Set problem = From the records below, pull out every line that contains the word "person" and copy each one in full.

Available data =

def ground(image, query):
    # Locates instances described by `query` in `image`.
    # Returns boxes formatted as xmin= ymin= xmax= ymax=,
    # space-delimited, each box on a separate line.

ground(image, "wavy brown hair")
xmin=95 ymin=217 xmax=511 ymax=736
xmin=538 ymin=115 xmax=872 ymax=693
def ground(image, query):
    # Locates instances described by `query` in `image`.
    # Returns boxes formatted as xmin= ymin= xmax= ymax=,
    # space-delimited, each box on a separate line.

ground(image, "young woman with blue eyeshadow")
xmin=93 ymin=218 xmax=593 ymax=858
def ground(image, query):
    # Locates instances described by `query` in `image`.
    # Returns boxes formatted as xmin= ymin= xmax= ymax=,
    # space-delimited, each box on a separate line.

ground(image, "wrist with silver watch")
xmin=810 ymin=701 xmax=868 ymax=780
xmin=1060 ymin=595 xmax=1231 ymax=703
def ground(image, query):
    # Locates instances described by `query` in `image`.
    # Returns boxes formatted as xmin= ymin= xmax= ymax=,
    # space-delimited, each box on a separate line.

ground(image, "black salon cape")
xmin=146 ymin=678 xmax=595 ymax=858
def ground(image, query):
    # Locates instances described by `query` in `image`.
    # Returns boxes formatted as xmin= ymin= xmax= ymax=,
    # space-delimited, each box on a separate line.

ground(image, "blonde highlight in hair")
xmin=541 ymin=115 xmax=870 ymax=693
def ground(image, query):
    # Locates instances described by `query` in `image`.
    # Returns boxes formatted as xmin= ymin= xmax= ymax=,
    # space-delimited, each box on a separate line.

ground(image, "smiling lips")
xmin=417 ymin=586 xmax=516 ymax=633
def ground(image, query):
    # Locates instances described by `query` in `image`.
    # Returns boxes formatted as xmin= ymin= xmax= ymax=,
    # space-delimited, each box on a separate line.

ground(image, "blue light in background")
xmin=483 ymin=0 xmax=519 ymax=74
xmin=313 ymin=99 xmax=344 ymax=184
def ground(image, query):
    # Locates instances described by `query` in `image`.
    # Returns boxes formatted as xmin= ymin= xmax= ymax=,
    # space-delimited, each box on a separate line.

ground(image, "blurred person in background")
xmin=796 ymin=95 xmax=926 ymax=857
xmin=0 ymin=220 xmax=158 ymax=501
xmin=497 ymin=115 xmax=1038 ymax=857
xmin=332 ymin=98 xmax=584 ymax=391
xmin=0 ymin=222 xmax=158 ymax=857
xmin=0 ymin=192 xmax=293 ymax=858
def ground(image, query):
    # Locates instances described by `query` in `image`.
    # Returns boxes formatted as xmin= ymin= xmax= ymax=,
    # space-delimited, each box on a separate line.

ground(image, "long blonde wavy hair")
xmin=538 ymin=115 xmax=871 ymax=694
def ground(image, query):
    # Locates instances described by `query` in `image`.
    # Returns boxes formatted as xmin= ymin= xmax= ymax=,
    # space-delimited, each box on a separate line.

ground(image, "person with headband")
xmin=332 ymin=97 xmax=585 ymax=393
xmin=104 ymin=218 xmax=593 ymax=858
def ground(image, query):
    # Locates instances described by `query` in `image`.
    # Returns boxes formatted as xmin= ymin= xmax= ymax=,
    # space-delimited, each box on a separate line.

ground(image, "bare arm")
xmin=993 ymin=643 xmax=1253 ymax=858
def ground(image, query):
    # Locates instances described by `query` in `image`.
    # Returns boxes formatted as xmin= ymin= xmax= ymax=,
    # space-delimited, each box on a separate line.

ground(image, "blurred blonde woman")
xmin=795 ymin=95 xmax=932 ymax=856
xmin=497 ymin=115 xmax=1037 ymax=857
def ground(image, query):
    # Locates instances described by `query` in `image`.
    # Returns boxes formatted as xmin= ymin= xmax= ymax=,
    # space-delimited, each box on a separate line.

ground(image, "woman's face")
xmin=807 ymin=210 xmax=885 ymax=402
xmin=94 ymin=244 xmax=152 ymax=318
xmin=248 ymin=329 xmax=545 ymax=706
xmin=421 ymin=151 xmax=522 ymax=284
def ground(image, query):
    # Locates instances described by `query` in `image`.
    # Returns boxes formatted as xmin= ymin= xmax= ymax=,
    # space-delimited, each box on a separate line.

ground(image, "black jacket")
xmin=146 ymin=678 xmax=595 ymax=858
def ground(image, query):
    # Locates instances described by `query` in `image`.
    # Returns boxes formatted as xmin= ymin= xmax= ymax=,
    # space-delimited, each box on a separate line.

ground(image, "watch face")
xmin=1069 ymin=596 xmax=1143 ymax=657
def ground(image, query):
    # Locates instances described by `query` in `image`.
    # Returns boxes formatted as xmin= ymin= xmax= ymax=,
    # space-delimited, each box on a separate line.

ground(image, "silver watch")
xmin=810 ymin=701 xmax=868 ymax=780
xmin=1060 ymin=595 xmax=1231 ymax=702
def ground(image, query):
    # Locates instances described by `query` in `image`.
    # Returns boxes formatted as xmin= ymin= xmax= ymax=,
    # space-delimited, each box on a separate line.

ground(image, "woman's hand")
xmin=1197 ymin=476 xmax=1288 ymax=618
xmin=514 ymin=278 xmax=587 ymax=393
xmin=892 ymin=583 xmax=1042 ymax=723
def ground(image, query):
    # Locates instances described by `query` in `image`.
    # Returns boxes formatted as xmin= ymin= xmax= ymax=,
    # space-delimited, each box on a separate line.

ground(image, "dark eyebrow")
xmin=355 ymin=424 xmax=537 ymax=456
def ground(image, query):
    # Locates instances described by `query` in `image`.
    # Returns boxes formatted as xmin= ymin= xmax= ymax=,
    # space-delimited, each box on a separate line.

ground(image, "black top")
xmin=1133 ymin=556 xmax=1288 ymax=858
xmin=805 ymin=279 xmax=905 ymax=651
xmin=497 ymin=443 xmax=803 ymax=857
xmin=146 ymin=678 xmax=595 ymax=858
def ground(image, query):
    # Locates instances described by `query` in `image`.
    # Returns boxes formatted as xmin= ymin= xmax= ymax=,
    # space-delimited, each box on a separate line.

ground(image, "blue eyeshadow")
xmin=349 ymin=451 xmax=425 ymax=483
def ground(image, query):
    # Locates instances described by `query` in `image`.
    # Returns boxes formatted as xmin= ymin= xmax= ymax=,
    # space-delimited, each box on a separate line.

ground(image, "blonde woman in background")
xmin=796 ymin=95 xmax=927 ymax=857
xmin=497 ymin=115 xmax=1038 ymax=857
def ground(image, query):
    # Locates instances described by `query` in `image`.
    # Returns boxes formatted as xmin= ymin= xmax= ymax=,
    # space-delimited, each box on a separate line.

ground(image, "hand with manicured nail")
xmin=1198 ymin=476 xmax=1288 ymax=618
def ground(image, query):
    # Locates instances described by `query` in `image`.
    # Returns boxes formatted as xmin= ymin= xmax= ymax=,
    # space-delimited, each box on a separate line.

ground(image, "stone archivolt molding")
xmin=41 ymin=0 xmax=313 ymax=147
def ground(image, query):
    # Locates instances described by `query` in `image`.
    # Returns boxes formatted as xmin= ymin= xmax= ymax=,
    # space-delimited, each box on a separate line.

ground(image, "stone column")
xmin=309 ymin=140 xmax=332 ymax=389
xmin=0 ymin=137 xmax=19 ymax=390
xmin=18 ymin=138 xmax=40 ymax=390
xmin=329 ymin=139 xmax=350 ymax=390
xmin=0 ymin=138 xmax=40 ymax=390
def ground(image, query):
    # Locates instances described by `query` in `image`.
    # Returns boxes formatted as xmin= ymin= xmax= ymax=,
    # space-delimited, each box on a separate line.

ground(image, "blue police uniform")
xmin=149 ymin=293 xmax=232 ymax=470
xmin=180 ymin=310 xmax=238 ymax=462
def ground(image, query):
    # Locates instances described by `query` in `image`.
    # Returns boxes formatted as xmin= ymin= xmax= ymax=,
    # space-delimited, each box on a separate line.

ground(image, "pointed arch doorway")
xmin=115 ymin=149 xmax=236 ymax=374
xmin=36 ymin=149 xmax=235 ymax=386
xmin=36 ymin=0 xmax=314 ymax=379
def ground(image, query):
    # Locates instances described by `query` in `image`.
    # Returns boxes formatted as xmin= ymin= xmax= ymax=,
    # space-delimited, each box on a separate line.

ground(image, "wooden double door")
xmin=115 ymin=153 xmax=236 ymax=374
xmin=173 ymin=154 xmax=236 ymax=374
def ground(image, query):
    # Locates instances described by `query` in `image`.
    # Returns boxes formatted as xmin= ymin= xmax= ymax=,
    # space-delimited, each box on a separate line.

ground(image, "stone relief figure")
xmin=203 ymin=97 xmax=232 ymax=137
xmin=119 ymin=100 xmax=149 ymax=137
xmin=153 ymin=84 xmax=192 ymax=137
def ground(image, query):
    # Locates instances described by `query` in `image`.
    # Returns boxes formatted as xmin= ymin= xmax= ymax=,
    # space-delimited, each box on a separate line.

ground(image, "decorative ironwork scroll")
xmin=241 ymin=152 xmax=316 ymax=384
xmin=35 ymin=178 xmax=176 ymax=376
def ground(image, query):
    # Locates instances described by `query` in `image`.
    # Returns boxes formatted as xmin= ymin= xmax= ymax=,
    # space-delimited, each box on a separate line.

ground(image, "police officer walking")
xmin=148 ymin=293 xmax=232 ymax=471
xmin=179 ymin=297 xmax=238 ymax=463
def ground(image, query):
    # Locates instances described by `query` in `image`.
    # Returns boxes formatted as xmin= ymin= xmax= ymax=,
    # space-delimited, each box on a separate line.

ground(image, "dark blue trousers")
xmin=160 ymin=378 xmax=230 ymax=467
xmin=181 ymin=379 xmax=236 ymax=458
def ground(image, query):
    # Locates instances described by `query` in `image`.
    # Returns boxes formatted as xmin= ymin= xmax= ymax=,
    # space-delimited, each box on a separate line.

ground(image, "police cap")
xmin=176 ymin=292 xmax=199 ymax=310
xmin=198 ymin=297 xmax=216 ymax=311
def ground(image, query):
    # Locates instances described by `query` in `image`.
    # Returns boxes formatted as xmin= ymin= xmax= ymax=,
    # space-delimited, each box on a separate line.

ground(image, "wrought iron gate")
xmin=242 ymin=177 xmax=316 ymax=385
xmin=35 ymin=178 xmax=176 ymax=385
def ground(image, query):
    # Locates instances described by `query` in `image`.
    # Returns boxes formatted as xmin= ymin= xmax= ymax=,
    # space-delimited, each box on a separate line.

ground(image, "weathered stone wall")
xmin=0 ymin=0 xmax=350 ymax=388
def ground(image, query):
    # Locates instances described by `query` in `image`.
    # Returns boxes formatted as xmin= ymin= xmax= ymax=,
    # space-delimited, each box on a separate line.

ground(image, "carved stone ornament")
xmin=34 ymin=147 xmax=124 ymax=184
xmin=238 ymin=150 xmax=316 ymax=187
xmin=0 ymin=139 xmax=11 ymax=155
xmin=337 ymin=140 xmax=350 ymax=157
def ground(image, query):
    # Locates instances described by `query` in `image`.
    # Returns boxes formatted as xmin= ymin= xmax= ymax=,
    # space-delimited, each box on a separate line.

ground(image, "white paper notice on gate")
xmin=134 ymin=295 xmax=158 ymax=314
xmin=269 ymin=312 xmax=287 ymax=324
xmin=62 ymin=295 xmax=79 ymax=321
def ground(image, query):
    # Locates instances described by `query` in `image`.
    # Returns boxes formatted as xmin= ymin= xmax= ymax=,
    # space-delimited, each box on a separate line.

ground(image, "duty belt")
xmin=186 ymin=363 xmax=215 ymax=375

Solution to this task =
ground(image, "blurred person in background")
ground(image, "person with headband")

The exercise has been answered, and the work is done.